● WHAT YOU WILL DO: Each line of the records below that holds "reading" should be returned.
*** INFORMATION SUPPLIED ***
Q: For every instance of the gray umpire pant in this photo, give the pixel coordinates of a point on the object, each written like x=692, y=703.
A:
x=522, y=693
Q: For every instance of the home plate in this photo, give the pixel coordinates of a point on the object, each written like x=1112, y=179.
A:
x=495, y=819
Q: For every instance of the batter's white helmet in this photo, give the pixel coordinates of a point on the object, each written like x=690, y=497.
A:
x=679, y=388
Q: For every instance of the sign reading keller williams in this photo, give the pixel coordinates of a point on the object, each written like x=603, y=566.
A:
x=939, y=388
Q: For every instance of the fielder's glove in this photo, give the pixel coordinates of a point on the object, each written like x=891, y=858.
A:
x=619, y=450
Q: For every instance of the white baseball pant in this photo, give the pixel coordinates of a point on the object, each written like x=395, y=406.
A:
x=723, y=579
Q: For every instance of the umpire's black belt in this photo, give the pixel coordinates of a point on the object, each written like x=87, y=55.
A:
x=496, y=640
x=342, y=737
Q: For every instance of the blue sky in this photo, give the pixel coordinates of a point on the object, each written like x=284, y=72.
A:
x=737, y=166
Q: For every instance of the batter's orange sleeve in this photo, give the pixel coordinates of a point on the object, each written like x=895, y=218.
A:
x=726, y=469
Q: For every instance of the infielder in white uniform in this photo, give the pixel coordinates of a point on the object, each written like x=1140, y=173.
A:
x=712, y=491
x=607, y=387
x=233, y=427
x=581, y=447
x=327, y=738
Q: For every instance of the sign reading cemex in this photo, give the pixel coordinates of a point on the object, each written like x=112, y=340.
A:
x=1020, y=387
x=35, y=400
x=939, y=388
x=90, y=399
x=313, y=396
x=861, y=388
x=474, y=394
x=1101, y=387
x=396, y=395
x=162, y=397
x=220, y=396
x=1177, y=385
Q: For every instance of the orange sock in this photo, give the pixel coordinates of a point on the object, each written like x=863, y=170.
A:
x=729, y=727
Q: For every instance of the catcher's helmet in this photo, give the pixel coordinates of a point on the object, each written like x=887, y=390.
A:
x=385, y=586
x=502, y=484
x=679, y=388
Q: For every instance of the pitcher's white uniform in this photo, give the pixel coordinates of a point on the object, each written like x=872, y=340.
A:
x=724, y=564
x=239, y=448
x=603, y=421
*** End of INFORMATION SUPPLIED ***
● TASK SOLUTION:
Q: For every instance of the sign reading keller williams in this photo, give the pixel coordinates of a point on the object, each written like x=603, y=566.
Q: For every instance of the sign reading cemex in this photo, give the pixel coordinates of a point on the object, each written like x=112, y=340.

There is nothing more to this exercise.